(PROMPT) From the account of the search for the missing Hurley second grader below, extract the passage starting with "Half of the" and going on through "campsite, Kelly said.", reproducing it verbatim.

* begin TEXT SEGMENT *

So when the search party Talsma joined closed in on the missing Hurley second grader Monday afternoon in the Porcupine Mountains Wilderness State Park, Niemi recognized him.

“When we were running up to him, he was like ‘Eli,’” Talsma said. “That was pretty emotional.”

Niemi went missing Saturday afternoon while camping with family. Forty-eight hours later, a private search party found Niemi about 2 miles from his campsite.

He was no worse for the wear when found at 1:30 p.m. CDT on Monday.

“Honestly, if you didn’t know he was in the woods for two days, you probably wouldn’t have known,” Talsma said. “He was all talkative. He walked out most of the way besides when we carried him for a little bit. But he was talkative, he was laughing, he was asking a bunch of questions.”

Matt Tingstad started searching for him Sunday with help from Leander Somero of Superior Search and Rescue in the Keweenaw. At the end of the day Sunday, Tingstad found his tracks in the snow. With a much bigger search party together on Monday — and a clearer idea where to look — they found him.

“He asked how long he’d been out there because he said it felt like two weeks. And then he said, ‘I bet my mom misses me,’” said Tingstad, whose wife, Melissa, is friends with Nante’s mom, Jessica Buerger.

The family was camping in Michigan’s largest state park, and probably its most remote, between Presque Isle Park and Lake of the Clouds. Much more specifically, they were camping on the Toledo Creek, roughly a half-mile south of Lake Superior.

To get to the campsite, they would have walked north from South Boundary Road along the Pinkerton Trail — a 2.6 mile path — to the lakeshore, according to Sgt. John Kelly with the state police’s Wakefield post.

Half of the family went hiking or fishing and the grandpa, uncle and Niemi went to get firewood about a thousand yards from the campsite. Niemi did not want to cross the Toledo Creek. They said OK, go back to the campsite, Kelly said.

“They assumed since there were a thousand yards or whatnot, and he had the guide of the river he would make it back fine, so they sent him back, the 8-year-old,” Kelly said. “Well, he never made it back, he got turned around.”

That set off a massive search operation that included more than 150 search and rescue personnel from the state police and other local police, nine K9s, and air and water support units, according to an MSP release. Other groups came from across the region.

The search also included Tingstad and his group.

They located Nante about 2 miles southeast of the campsite. That was somewhere between the Cross Trail and Big Carp Trail, Kelly said.

“There’s no specific place I can tell you because it’s out in the middle of nowhere,” Kelly said. “It was an area that we had searched numerous times. But he was lost, he was turned around, so he was circling. So that’s why he wasn’t picked up right away.”

Tingstad had some experience in that area. Finding kids isn’t much different than finding deer; and the kids don’t run away from you like the deer, he said. Tingstad said he started putting a plan together Saturday night after they heard from his mom. He went out there Sunday morning and met up with Somero.

“We just walked the area, we made a big loop around the outside of the area where he was to make sure that Nante didn’t get out of that area,” Tingstad said. “We put 12 miles on. At 12 miles, we split up, I went to the lake. Somero, he came back out to the vehicle because he had been out since 8 o’clock the night before. He was there right away.

* end TEXT SEGMENT *
* begin STORED ROWS *

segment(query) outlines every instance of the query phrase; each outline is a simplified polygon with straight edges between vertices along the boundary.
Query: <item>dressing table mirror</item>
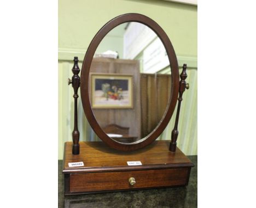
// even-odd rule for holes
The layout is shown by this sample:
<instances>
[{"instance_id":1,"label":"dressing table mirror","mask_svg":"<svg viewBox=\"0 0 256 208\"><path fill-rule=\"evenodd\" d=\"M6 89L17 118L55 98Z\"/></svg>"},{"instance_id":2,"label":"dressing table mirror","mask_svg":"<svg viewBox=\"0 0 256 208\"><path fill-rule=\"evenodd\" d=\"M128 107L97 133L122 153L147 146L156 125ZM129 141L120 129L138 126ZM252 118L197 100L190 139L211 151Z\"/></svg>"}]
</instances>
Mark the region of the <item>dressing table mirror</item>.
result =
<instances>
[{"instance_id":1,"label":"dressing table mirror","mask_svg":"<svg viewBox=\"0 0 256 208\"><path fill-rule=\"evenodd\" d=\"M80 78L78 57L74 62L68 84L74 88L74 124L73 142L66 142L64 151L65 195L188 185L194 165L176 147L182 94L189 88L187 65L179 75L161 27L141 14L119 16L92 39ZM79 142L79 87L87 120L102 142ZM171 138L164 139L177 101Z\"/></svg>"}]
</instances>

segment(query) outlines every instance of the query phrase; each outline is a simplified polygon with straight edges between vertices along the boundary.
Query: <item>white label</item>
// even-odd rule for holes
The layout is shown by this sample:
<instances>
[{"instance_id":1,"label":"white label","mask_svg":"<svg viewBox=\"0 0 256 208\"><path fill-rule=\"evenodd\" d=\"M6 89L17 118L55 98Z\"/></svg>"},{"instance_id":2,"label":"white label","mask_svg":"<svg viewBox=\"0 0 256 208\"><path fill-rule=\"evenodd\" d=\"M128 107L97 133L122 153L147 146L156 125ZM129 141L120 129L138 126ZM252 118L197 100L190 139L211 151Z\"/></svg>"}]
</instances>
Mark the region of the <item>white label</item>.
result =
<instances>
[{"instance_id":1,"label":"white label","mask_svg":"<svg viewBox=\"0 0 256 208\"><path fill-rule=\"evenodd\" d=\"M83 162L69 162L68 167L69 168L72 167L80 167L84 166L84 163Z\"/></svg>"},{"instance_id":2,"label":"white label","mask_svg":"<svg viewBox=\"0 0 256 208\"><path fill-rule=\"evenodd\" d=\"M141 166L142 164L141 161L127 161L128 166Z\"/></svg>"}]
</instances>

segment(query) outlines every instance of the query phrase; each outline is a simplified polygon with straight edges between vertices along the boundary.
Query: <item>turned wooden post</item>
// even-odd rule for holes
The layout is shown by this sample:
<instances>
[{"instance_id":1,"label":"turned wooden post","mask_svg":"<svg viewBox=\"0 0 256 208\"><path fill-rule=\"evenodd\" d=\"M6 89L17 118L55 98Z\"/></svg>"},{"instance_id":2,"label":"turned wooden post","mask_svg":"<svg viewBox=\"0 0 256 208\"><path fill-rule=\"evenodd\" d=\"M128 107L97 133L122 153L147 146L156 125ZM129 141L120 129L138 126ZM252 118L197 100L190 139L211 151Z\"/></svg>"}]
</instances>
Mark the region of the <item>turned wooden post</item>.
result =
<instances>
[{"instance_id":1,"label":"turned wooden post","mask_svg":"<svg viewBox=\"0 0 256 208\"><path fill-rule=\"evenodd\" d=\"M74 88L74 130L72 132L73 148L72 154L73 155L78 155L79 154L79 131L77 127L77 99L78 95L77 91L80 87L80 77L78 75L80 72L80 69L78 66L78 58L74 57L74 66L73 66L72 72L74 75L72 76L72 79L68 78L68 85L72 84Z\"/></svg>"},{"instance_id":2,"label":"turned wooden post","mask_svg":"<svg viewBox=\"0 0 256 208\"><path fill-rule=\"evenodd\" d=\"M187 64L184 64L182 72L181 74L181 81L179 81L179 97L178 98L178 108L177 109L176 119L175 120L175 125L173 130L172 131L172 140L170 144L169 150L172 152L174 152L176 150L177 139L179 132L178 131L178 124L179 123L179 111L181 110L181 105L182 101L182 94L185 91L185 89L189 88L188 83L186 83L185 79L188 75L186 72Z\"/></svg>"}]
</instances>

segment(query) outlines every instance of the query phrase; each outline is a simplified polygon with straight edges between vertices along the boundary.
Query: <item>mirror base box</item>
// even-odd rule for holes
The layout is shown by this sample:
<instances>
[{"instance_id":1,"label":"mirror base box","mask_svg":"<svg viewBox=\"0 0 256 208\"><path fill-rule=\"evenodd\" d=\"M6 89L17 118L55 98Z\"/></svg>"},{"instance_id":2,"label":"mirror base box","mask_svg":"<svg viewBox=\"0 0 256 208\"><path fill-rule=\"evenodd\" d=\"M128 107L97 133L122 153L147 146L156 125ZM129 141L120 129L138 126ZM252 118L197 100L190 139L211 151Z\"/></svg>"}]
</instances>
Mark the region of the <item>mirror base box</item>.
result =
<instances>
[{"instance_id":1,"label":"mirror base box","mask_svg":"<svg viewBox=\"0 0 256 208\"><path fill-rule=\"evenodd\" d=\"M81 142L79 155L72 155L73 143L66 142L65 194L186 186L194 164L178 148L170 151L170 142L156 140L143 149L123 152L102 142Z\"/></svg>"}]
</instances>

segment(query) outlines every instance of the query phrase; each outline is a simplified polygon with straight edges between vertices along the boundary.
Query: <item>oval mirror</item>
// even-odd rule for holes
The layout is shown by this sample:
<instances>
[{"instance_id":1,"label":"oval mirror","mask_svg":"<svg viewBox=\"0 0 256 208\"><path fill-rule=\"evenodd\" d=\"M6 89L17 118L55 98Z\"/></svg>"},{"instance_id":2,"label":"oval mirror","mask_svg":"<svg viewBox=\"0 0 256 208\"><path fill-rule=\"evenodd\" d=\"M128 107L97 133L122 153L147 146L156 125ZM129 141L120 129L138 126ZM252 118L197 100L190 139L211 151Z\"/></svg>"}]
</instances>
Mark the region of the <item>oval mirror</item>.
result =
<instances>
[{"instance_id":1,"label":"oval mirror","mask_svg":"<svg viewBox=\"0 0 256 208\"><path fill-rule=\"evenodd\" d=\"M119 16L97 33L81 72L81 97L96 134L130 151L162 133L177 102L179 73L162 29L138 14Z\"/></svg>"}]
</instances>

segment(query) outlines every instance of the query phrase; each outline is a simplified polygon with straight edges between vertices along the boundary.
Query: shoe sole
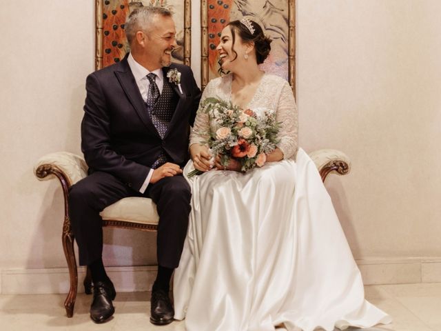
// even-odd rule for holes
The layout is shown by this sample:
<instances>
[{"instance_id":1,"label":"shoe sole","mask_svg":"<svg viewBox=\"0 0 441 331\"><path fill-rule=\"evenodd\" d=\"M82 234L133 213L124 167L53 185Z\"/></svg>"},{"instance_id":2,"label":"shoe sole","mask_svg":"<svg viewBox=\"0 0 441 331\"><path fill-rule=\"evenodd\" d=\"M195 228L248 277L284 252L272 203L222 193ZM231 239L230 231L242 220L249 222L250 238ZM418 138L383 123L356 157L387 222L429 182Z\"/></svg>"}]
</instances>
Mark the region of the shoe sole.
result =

* end STORED ROWS *

(RESULT OF THE EXERCISE)
Half of the family went hiking or fishing and the grandpa, uncle and Niemi went to get firewood about a thousand yards from the campsite. Niemi did not want to cross the Toledo Creek. They said OK, go back to the campsite, Kelly said.